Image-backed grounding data
>>

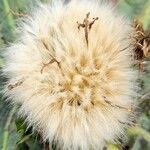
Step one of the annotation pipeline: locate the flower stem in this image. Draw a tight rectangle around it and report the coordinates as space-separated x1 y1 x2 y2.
2 105 17 150
2 0 16 38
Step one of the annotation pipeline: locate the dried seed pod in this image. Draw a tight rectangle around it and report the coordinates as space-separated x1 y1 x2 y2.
132 20 150 71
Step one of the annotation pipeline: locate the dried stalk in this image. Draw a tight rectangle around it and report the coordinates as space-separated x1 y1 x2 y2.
77 12 98 46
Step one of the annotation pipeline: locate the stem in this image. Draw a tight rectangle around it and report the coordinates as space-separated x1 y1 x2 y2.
2 105 17 150
124 0 135 5
2 0 16 38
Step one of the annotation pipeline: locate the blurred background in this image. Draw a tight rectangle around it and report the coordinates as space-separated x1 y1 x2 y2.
0 0 150 150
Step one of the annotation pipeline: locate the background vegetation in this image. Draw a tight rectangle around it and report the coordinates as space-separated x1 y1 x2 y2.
0 0 150 150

<<

Would you retype the lines of the data above, from the one holding "Step one of the annotation pipeline: locate the stem" through its final line, exactly and without adding any other line?

§ **Task response**:
Step one of the annotation pipeline: locate the stem in this image. Draw a tight rectangle around it and report the coordinates as space-separated x1 y1 x2 y2.
2 105 17 150
124 0 135 5
2 0 16 38
Step one of the annotation pipeline: locate the blurred background in this image. Draw a tight rectangle around it and report the coordinates as space-separated x1 y1 x2 y2.
0 0 150 150
Step one of the annotation pipeline: locate the background vegetation in this image. Draw a tight rectangle around it and report the coordinates as space-separated x1 y1 x2 y2.
0 0 150 150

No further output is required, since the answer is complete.